(Dataset records begins)

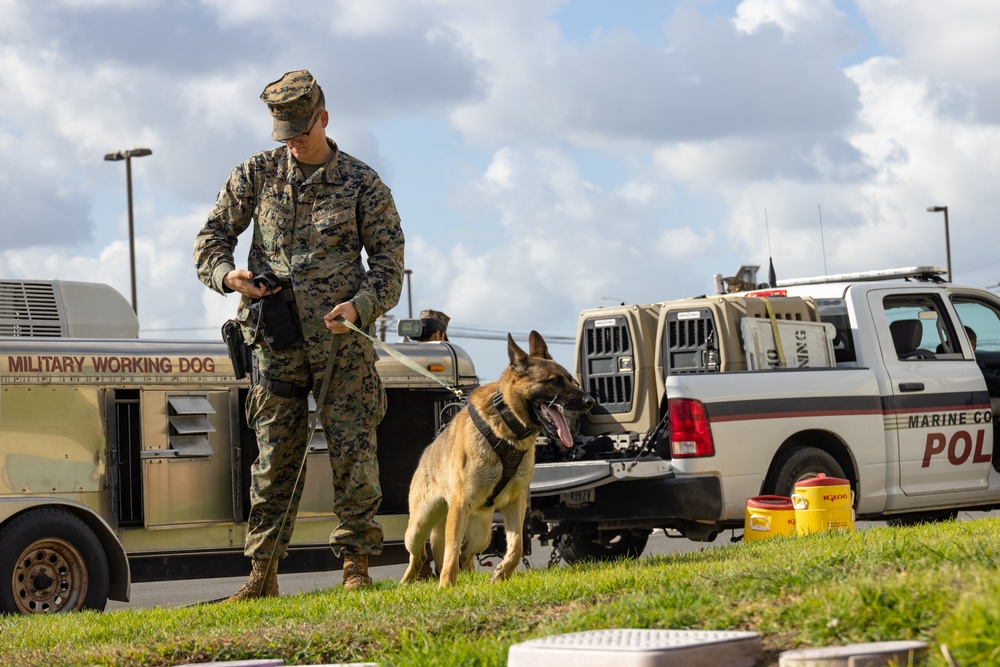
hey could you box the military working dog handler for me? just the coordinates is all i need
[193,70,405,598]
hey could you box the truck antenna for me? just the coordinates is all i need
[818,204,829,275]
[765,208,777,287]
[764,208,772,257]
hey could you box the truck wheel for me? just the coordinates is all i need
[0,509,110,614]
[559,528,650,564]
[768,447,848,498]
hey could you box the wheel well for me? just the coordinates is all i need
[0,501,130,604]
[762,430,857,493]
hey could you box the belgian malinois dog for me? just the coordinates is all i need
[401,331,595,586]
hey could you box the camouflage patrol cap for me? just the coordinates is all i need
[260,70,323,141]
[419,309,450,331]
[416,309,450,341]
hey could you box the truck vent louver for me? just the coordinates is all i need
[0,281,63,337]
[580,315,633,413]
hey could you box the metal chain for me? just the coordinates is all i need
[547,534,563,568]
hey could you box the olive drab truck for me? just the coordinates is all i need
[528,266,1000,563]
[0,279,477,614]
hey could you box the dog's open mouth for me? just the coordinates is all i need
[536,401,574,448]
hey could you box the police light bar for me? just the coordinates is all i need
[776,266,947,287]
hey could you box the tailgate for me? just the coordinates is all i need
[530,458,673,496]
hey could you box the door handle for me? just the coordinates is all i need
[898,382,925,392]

(Dataset records ends)
(Dataset records begins)

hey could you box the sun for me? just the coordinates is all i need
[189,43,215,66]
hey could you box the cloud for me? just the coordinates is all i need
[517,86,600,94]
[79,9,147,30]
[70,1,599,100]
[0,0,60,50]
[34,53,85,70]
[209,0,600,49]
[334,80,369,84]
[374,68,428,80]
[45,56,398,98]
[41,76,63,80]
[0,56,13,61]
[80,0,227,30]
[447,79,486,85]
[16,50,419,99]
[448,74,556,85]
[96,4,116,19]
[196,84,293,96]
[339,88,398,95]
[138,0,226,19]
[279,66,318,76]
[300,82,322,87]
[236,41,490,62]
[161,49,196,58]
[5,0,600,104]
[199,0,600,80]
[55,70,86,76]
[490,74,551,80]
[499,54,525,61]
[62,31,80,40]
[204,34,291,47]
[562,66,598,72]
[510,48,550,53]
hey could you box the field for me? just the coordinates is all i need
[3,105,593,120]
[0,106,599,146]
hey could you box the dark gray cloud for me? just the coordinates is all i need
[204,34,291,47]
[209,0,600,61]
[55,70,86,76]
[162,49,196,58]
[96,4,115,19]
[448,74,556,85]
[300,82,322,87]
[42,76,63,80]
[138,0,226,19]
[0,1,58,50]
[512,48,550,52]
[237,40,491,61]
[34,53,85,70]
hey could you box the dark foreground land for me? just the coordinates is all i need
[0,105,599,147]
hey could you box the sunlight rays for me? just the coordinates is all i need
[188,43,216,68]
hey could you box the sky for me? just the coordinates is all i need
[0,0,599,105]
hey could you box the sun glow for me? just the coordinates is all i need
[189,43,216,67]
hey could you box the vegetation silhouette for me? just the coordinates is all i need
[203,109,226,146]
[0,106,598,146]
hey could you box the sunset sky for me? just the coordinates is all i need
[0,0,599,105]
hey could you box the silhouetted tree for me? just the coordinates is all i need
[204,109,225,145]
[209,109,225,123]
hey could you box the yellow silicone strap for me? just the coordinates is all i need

(Dataset records ends)
(Dataset records begins)

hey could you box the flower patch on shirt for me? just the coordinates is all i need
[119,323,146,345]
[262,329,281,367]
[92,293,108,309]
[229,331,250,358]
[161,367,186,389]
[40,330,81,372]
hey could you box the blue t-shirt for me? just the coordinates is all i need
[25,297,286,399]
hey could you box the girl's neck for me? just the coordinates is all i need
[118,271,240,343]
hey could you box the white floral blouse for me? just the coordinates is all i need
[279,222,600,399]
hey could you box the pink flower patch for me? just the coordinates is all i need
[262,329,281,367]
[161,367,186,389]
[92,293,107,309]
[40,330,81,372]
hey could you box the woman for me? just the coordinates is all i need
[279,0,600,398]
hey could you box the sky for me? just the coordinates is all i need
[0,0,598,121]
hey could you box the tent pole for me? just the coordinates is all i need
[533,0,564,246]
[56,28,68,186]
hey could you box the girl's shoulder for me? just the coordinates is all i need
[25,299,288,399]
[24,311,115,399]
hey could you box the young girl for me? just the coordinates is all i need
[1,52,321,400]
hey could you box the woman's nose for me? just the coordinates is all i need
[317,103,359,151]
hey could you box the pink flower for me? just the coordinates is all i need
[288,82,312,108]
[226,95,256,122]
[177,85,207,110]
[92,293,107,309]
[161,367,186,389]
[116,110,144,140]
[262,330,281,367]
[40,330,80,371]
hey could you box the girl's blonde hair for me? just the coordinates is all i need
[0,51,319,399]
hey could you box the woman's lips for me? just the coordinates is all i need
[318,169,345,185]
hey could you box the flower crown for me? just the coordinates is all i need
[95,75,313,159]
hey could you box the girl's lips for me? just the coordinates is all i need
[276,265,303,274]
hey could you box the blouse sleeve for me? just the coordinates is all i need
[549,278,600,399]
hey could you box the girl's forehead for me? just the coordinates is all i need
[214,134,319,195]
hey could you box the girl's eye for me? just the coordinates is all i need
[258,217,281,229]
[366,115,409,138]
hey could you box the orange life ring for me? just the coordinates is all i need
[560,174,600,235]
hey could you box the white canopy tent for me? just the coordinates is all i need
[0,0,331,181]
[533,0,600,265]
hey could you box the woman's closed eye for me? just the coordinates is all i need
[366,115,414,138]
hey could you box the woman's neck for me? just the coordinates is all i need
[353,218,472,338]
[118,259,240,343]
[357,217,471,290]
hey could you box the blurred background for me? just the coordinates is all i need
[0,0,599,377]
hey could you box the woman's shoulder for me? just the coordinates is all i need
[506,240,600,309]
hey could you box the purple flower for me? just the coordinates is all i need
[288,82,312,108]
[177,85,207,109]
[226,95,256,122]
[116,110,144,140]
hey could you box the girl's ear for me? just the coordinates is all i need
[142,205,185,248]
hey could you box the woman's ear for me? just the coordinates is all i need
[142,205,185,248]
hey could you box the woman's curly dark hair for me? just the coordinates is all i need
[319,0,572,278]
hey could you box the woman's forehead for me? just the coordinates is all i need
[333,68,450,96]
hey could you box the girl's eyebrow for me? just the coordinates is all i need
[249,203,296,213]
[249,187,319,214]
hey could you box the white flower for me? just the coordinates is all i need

(Dataset records ends)

● What the task requires
Copy, exactly and only, the lines above that begin with the one containing "hey could you box the silhouetted" and finish with the one containing "hey could you box the yellow".

● Answer for this exercise
hey could you box the silhouetted tree for me? just the coordinates is all i need
[204,109,225,145]
[209,109,225,123]
hey could you box the yellow silicone strap for me? just the coordinates is all i need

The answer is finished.